Third Sunday after Pentecost, June 25, 2017, Lectionary A
The Rev. Dr. C. Clark Hubbard, Jr.+ Rector Scripture: Matthew 28:16-20
“Stretch out your hand [Oh, Lord] to heal and perform miraculous signs and wonders through the name of your holy servant Jesus.” Acts 4:30
Let us pray. Gracious Father, send now the Holy Spirit to bring us your comfort through Jesus Christ our Lord who reigns with you and the Holy Spirit one God for ever and ever. Amen.
In the June issue of Reader’s Digest, Cristina Beitz writes, “After my husband and I were married, my in-laws offered to pay for our honeymoon. Visions of Hawaii or Mexico came to mind—not quite. They told us we were heading to Disney World. Not only that, but since they’d always wanted to go, they were coming along. Turns out, my mother-in-law’s two best friends also wanted to go to Disney World, as did their three kids, not to mention my sister-in-law and her husband. I can’t say a lot of honeymooning went on.”
In the same issue and unnamed source wrote, “After a long drive to Canada, border patrol agents asked my father the name of us five kids in the back. Dad was so tired that he drew a blank. The brief lapse resulted in Dad being hauled in for questioning. After convincing them that he hadn’t kidnapped us, he was released –15 hours later.”
Then there is this story from Bishop Benhase’s weekly e-letter. “In 2006-2007, comedian Louis C.K.had a short-lived, 13-episode show called Lucky Louie. The concept of the show was how he and his wife, Kim navigated (or didn’t) their working-class jobs, their marriage, and parenting their young daughter. In an episode called Flowers for Kim, Louie andKim arrange for their daughter to stay with friends for the weekend so they can rekindle their lost romance.
With their daughter away, Louie comes home and bursts into the kitchen ready for romance. He tells Kim he has a present for her. She beams and then he unveils a bunch of red roses. Her face falls and you can almost see her heart drop. She calmly reminds him that she’s never liked red roses, as she’s told him so many times before. And yet, he persists in getting her red roses. His mood now changes and he says: ‘Well, you can still thank me for giving you the roses. Why won’t you even thank me?’ Her reply is, ‘Why should I thank you for giving me a gift you know I don’t like?’ He feels he should be rewarded for having been gracious in giving her a gift. She contends he doesn’t listen to her or care about her feelings, what she likes and doesn’t like. Surely, all married persons can relate to this scene, painfully so,” observes Bp. Benhase.
Sometimes, maybe even most of the time, life is harder than we might have thought or anticipated. Occasions or events in life can be darn hard, as exemplified by the stories I just shared. We look forward to a wonderful European trip and get stuck in the airport for hours and hours. We take our car in for a little maintenance work and it seems a second mortgage might be in order. We go to the dentist with a little pain and horror of horrors. Not only will it cost in the thousands but the procedure, well, it ain’t going to be pretty. It is going to really hurt. Must life be so hard?
As we listened to today’s gospel from St. Matthew, did we find ourselves recoiling in disbelief? For the most part, Jesus’ words to us are rather dark, are they not? What did He say? “How much more will they malign those of his household! Do not fear those who kill the body but cannot kill the soul; rather fear him who can destroy both soul and body in hell. 34 “Do not think that I have come to bring peace to the earth; I have not come to bring peace, but a sword. 35 For I have come to set a man against his father, and a daughter against her mother, and a daughter-in-law against her mother-in-law; 36 and one’s foes will be members of one’s own household. 37 Whoever loves father or mother more than me is not worthy of me; and whoever loves son or daughter more than me is not worthy of me; 38 and whoever does not take up the cross and follow me is not worthy of me. 39 Those who find their life will lose it, and those who lose their life for my sake will find it.”

### TASK DETAILS:
Could you carry on the sermon above for the Third Sunday after Pentecost, starting after its last sentence?

### DATASET CONTENT:

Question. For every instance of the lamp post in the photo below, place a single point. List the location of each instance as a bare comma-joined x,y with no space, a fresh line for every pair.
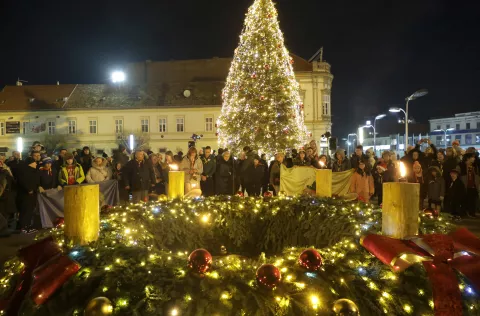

### RESULT:
Did we want to cover our ears? Isn’t Christianity, isn’t following Jesus supposed to make our lives better and more pleasant? Life is hard enough without taking on something that seemingly will make it harder. What kind of faith is this that Jesus is talking about?
Aside from sometimes being difficult to understand, one of the challenges of the Christian faith is that it is not always roses, your favorite piece of pie, or a moonlit night in Hawaii. Where is the so-called Good News, as it has been called? The fact that the Christian faith does not always sound like good news is made even more difficult to swallow because of the culture in which we live. We have come to expect immediate relief or satisfaction. See this doctor, take this pill, go on vacation, and all our troubles will fade away.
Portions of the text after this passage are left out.